Work request: Which lines run from the one containing "[spot] the slanted" to the last line of the entries? Return them exactly, with nothing more.

○ ○ ○ ○ ○

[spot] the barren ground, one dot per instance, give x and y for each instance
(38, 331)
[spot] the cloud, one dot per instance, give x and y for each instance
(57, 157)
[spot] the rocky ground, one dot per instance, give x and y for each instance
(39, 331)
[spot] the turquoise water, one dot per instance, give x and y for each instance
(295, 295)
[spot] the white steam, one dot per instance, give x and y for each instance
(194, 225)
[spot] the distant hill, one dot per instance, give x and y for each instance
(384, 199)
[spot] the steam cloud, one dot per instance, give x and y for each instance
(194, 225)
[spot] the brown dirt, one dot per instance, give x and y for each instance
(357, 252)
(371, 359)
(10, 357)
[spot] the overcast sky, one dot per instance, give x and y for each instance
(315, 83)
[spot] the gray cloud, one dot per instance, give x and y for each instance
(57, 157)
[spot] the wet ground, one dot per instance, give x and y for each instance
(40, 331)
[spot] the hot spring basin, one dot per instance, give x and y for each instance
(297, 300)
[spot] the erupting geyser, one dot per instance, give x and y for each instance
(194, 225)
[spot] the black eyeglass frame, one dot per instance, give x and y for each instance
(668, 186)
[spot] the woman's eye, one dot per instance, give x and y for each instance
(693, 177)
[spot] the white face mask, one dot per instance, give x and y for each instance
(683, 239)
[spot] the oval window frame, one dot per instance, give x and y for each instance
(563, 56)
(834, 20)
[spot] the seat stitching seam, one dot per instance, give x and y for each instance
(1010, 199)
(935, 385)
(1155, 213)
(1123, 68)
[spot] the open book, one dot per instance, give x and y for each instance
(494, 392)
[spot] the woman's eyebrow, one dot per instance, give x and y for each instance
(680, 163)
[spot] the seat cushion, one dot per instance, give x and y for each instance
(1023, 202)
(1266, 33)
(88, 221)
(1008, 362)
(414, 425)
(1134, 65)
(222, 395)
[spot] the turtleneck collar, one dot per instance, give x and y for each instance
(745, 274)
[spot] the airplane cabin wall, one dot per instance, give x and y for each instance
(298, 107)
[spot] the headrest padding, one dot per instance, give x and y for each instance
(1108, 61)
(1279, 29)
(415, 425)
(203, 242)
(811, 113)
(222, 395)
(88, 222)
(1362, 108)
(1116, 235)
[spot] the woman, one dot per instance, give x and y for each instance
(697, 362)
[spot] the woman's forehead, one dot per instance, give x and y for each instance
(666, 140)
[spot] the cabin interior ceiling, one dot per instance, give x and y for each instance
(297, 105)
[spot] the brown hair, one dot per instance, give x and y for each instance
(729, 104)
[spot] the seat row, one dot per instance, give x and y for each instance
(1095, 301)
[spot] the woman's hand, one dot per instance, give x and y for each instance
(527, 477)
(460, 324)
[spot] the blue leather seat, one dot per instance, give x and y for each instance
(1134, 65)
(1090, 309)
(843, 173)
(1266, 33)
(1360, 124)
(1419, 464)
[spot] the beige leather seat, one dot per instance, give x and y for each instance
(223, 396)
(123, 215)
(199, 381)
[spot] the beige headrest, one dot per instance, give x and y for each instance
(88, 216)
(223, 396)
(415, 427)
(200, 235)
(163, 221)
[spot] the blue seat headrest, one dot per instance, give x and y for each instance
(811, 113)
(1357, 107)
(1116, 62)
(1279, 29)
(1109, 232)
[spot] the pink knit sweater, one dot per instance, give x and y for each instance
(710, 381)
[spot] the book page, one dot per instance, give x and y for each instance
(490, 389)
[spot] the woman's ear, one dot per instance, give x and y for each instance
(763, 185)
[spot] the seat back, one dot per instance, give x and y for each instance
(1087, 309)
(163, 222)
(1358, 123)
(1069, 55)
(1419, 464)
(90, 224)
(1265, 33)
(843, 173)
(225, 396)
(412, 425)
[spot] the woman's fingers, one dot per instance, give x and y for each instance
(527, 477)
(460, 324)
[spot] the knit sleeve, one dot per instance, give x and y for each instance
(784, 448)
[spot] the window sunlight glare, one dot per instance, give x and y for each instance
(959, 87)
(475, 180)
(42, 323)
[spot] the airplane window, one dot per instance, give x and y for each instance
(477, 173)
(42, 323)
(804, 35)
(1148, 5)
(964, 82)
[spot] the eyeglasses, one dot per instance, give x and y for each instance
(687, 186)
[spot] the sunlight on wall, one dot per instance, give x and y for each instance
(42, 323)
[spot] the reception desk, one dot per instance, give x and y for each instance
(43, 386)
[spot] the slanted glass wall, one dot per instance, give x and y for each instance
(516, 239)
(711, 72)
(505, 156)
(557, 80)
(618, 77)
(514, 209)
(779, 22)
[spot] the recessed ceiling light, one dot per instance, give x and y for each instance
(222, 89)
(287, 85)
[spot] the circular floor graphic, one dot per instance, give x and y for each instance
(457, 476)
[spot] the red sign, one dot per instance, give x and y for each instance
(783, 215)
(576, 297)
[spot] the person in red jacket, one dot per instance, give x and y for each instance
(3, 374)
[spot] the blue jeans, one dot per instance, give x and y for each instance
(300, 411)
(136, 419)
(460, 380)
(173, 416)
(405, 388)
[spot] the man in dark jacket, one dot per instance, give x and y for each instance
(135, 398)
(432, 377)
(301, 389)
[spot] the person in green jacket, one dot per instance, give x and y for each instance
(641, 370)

○ ○ ○ ○ ○

Solution to this problem:
[spot] the slanted glass wall, one dot per instance, give x and y for each instance
(516, 239)
(711, 72)
(505, 156)
(557, 80)
(618, 77)
(514, 209)
(779, 22)
[spot] the recessed ceiling light, one dot per instance, give x and y for each instance
(222, 89)
(287, 85)
[spot] the circular floor graphic, one dot per instance, give x and y for each instance
(457, 476)
[spot] the red sign, one dot per instance, give x and y for each instance
(783, 215)
(576, 297)
[spot] the person in red jacket, one dot per instance, give x and y for each instance
(3, 374)
[spot] the blue jeans, one dot per instance, give x and y for each instance
(300, 411)
(136, 419)
(460, 380)
(173, 416)
(405, 388)
[spot] the man in dark jacket, one dot per instance, give x and y for each instance
(135, 398)
(432, 377)
(301, 389)
[spot] the person in green jacket, one dot per instance, give x and y for each instance
(641, 370)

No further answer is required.